◆ Exercise goal:
Turn everything below, from the line containing "Task: set one pin on each instance of the mirror" down to the last line of the rows, into a Markdown table with the columns Number and Content, giving each line its own number and leaving out blank lines.

━━━

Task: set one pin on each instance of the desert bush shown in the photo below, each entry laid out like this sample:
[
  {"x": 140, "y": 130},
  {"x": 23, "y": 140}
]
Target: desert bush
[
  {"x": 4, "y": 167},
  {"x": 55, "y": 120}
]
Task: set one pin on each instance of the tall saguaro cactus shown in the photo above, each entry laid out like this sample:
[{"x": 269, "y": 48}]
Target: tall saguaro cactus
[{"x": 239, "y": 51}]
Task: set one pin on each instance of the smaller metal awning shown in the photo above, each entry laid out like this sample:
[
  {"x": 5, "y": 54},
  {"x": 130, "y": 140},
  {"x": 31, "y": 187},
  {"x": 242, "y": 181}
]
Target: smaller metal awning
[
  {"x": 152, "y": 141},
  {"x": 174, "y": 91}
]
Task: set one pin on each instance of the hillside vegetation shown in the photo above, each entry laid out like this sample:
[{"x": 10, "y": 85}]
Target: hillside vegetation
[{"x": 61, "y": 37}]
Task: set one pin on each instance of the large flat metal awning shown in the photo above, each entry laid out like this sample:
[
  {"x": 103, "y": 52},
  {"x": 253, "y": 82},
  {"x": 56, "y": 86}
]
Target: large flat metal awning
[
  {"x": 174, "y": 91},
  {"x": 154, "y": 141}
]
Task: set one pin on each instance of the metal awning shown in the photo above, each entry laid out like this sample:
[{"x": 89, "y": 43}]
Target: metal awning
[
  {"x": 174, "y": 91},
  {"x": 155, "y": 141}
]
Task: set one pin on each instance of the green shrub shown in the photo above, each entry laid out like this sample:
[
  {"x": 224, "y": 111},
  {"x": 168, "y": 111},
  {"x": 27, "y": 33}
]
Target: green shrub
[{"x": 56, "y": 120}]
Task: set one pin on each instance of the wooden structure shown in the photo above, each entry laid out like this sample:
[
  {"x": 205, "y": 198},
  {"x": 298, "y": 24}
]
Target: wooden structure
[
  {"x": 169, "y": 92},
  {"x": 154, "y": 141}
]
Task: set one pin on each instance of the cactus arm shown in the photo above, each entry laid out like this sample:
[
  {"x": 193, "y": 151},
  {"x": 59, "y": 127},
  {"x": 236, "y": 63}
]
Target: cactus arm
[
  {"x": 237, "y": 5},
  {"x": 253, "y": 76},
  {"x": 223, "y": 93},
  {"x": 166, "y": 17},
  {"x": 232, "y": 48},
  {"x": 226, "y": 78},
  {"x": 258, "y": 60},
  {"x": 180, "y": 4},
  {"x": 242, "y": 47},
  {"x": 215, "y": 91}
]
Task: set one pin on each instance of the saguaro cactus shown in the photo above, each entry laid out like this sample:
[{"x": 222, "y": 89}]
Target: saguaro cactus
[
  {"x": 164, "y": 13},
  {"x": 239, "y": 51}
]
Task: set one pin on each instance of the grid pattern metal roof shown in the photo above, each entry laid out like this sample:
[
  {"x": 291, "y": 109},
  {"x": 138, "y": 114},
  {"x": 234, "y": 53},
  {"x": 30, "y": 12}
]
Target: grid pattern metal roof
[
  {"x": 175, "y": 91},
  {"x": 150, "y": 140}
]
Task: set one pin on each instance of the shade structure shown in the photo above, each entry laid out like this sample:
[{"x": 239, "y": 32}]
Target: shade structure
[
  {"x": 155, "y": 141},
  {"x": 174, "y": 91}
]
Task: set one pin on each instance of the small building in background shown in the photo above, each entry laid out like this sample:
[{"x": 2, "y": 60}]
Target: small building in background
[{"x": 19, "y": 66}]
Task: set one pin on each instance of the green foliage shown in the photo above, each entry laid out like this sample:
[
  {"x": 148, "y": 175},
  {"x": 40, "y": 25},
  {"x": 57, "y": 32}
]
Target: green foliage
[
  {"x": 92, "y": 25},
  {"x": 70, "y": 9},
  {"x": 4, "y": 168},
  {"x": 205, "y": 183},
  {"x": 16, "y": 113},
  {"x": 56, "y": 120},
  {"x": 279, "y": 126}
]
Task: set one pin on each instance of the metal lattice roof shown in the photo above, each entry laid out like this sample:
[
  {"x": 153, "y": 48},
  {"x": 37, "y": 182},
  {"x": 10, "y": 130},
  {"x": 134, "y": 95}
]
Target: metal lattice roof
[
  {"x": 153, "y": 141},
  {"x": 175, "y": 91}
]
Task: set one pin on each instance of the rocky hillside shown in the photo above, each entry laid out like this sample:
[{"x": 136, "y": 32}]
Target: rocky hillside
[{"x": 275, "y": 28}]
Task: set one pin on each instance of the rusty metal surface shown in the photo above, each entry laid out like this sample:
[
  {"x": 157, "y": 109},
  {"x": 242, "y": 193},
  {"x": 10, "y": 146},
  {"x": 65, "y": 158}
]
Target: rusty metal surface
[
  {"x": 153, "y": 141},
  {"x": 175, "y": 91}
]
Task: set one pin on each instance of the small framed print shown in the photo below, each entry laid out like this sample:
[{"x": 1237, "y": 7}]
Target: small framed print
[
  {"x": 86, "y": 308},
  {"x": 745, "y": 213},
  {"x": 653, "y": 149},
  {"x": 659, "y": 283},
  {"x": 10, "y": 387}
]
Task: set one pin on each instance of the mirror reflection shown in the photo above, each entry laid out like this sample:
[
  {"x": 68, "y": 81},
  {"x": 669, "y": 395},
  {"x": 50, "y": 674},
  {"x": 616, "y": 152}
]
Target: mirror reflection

━━━

◆ Exercise solution:
| Number | Content |
|---|---|
| 1 | Task: set one pin on each instance of the mirror reflection shown in the photo above, each entry laid out like this sample: |
| 2 | [ |
| 3 |   {"x": 68, "y": 81}, |
| 4 |   {"x": 669, "y": 395}, |
| 5 |   {"x": 50, "y": 674}, |
| 6 |   {"x": 616, "y": 152} |
| 7 | ] |
| 8 | Target: mirror reflection |